When examining the expenses of one of Kraft Heinz's key competitors, General Mills, a peculiar trend becomes apparent. Over the last five years, General Mills has primarily focused on just three main expense categories, with all other categories marked as "NA," indicating they haven't allocated spending in those areas. Notably, a significant portion of their expenses is directed toward Selling, General, and Administrative (SGA) expenses, consuming a relatively higher percentage of their revenue.
It's important to highlight that, despite the marginal difference in revenue between KHC and General Mills, KHC manages to keep a lower percentage of their revenue devoted to expenses. This is a positive indicator for KHC, signifying that their SGA expenses are more efficiently managed than those of one of their primary competitors. This, in turn, reflects positively on KHC's management team, particularly in the realm of sales and administrative expense control, demonstrating their effectiveness in maintaining a healthy expense structure.
Kraft Heinz Company (KHC) is facing a significant problem with the quality of its earnings. In simple terms, this means that the reliability and sustainability of the profits they report are in a bad state. The average Quality of Earnings (QoE) for KHC is 3.84, but there's a huge exception: three years ago, the QoE spiked to 9.97, making the overall average look better than it really is. To get a more accurate picture, we should consider the median QoE over the last five years, which is 2.26.
However, the troubling part is that KHC's QoE is currently on a downward trend. Last year, they reported a QoE of about 0.78, which is remarkably low for a company of their size. This suggests that their reported profits may not truly represent the actual financial health of the company. Analysts pay close attention to the QoE to understand a company's true financial situation and to detect any potential accounting tricks.
Now, let's look at General Mills, a company with an even lower QoE, averaging at 1.37, and a median of 1.27. However, when we dive deeper into the numbers, we see that General Mills' QoE is more consistent and stable compared to KHC. This indicates that General Mills might have a more honest and predictable way of accounting for their earnings, with less manipulation.
In a nutshell, KHC might initially seem to have a higher QoE, but the trend shows inconsistency and a recent decline, which raises doubts about the reliability of their earnings. On the other hand, General Mills has a lower QoE on average but maintains a stable and dependable QoE over time. Consistency in QoE is generally preferred because it implies more reliable financial reporting.
In conclusion, when it comes to recognizing revenue, it is a challenging area for businesses. Comparing Kraft Heinz Company (KHC) to one of its primary competitors, General Mills, I have concluded that, in terms of providing evidence to support their accounting practices, General Mills does a better job than KHC. With a more stable Quality of Earnings (QoE), General Mills adds more credibility to their financial records.
KHC, on the other hand, has experienced volatile QoE, indicating less stability. This unpredictability can be concerning for analysts and may lead to unease among investors who are uncertain about the accuracy of reported earnings and potential manipulations.
Regarding expenses, KHC incurs more expenses and allocates resources across a broader spectrum, although their primary expense category is lower than that of General Mills.
It's important to note that all companies engage in some degree of financial statement manipulation to boost earnings and present a healthier financial image. However, companies that display inconsistency in this matter can deter investors from investing. Such inconsistency can also complicate the issuance of debt, as companies lacking predictability and stability, as is the case with KHC, may find it challenging to attract investments.

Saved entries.
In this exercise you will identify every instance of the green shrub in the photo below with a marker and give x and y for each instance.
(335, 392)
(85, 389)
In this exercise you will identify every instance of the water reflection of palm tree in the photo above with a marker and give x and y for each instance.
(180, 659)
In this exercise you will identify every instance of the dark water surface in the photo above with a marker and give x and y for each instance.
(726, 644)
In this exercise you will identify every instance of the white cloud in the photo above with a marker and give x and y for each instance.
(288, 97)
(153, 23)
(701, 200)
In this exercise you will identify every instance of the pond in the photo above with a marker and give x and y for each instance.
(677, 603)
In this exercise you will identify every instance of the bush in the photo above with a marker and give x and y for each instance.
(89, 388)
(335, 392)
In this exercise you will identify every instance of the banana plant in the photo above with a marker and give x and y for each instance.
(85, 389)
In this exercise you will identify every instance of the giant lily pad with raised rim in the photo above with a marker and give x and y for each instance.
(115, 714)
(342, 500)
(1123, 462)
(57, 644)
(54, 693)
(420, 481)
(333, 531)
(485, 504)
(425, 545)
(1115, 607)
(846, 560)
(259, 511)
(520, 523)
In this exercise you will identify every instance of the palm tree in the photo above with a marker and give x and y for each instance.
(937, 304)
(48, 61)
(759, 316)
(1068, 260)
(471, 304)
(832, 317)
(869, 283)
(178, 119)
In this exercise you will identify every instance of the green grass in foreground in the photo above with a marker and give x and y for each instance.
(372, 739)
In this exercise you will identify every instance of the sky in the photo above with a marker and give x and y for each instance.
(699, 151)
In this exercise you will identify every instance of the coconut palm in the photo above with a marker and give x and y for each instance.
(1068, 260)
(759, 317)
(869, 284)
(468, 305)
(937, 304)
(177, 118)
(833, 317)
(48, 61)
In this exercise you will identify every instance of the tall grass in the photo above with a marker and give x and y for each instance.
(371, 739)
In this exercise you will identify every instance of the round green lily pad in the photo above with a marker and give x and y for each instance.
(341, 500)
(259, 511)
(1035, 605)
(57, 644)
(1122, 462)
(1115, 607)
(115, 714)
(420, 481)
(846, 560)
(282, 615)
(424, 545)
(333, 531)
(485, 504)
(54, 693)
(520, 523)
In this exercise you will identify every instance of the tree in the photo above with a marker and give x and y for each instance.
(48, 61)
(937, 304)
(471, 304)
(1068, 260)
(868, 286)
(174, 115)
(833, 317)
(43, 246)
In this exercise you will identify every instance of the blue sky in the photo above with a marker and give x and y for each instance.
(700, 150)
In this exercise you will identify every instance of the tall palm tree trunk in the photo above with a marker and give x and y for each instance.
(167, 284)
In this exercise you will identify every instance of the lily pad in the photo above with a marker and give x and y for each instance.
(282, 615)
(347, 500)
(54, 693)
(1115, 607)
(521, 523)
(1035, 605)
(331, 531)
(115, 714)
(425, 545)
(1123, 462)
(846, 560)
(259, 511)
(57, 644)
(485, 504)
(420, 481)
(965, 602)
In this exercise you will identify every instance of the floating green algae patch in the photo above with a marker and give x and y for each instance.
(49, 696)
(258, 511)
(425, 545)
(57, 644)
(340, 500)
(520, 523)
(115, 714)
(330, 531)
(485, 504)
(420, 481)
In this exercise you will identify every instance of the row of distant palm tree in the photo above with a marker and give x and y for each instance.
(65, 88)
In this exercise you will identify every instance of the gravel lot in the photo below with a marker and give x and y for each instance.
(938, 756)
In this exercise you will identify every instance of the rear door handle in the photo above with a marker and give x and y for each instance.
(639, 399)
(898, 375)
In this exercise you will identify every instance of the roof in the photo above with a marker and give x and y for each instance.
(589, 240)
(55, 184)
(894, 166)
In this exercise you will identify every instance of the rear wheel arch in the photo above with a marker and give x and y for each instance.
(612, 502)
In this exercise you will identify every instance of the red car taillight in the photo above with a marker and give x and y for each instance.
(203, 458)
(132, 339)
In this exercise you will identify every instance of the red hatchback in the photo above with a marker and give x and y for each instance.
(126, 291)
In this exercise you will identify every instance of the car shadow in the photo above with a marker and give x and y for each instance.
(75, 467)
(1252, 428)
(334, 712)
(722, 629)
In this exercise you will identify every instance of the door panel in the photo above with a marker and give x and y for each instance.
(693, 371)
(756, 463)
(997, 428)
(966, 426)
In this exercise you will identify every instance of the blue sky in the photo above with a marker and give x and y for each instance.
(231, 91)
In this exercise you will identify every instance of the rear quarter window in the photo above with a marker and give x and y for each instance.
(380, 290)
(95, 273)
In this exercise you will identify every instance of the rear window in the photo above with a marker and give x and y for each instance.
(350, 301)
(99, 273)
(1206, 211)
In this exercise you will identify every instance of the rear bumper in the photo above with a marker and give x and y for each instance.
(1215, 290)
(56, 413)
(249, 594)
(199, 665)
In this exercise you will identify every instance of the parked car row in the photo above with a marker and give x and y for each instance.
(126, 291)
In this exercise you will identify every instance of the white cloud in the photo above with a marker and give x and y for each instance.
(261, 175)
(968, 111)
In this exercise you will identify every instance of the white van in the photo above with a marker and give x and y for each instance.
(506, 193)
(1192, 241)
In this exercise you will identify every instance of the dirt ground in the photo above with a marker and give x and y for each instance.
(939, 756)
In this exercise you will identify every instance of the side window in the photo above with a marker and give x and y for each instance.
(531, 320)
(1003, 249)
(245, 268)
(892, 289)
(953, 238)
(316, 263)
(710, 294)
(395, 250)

Study questions.
1: In the earnings analysis, condense the paragraph beginning "Now, let's look at General Mills" into two shorter sentences that keep its main facts.
2: Update the stretch of the earnings analysis from "However, the troubling" through "with less manipulation.", putting "accounting gimmicks" in place of "accounting tricks".
The saved entries play no part in what comes next.

Completed exercise.
1: General Mills has an even lower QoE than KHC, averaging 1.37 with a median of 1.27. Its QoE is more consistent and stable than KHC's, however, which suggests that General Mills might account for its earnings in a more honest and predictable way, with less manipulation.

2:
However, the troubling part is that KHC's QoE is currently on a downward trend. Last year, they reported a QoE of about 0.78, which is remarkably low for a company of their size. This suggests that their reported profits may not truly represent the actual financial health of the company. Analysts pay close attention to the QoE to understand a company's true financial situation and to detect any potential accounting gimmicks.
Now, let's look at General Mills, a company with an even lower QoE, averaging at 1.37, and a median of 1.27. However, when we dive deeper into the numbers, we see that General Mills' QoE is more consistent and stable compared to KHC. This indicates that General Mills might have a more honest and predictable way of accounting for their earnings, with less manipulation.